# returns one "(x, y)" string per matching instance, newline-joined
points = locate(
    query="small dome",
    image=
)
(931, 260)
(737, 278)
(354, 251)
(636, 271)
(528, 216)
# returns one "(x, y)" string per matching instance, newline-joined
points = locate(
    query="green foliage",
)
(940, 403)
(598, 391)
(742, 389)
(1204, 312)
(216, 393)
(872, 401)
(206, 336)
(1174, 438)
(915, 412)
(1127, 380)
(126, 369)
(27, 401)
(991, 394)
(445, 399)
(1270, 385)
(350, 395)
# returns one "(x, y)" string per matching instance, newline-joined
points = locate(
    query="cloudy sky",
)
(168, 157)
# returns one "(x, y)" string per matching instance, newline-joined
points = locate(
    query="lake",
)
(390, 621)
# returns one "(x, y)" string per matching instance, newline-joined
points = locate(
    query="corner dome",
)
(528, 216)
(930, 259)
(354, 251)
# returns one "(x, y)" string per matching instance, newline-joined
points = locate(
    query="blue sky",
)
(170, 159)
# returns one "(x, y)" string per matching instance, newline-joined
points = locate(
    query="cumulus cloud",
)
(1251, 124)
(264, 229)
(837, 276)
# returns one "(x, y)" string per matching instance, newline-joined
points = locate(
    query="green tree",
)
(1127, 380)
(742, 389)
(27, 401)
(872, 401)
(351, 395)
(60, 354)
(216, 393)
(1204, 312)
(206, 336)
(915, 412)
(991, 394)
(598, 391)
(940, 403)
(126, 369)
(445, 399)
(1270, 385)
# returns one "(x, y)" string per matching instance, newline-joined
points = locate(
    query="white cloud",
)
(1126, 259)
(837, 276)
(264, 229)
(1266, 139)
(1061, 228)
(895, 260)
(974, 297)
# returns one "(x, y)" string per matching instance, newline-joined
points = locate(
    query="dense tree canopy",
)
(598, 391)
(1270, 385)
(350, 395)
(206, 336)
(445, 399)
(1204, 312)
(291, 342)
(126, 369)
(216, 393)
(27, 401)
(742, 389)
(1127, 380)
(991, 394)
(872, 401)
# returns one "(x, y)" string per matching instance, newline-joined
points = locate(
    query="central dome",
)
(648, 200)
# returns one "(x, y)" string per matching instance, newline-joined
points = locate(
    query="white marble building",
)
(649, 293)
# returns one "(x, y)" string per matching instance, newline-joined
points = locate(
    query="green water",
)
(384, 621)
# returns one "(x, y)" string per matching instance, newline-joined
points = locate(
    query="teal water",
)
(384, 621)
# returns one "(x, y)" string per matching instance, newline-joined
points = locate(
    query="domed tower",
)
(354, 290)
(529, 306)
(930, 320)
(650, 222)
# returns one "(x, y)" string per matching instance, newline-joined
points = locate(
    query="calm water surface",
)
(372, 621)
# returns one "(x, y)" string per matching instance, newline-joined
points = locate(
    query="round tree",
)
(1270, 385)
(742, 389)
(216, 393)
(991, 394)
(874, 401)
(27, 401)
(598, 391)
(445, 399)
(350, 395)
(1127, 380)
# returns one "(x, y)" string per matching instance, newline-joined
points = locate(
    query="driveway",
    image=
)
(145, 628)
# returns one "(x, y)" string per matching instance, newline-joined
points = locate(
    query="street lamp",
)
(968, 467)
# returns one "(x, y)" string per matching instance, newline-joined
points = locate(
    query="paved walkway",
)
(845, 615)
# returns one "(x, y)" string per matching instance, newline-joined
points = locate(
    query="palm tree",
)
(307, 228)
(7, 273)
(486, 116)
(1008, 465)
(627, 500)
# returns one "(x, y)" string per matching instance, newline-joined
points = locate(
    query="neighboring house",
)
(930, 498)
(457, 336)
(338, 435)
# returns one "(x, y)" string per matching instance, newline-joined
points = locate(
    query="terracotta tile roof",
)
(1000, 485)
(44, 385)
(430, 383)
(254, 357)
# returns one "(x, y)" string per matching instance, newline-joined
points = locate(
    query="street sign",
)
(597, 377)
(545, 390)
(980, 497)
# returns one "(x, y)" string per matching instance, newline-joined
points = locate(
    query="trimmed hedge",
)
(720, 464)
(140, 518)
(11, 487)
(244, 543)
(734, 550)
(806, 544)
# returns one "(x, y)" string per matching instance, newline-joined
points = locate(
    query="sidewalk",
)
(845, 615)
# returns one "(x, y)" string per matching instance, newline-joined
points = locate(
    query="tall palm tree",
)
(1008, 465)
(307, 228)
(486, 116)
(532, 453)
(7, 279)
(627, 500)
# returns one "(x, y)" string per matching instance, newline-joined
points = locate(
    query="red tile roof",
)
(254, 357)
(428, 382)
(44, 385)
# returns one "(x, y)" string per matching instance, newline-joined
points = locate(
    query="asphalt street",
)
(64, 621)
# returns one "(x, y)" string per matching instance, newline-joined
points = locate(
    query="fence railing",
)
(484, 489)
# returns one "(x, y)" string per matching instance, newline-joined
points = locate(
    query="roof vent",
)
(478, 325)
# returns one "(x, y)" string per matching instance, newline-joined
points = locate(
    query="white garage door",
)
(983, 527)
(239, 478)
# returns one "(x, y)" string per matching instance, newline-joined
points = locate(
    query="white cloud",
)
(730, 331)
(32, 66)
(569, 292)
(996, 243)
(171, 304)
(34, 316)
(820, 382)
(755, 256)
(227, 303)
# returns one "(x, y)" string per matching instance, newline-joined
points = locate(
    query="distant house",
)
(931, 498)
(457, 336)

== == ==

■ REQUIREMENTS:
Locate each line in the listing above that contains the word "house" and copy those lines.

■ SOLUTION:
    query="neighboring house",
    query="distant house",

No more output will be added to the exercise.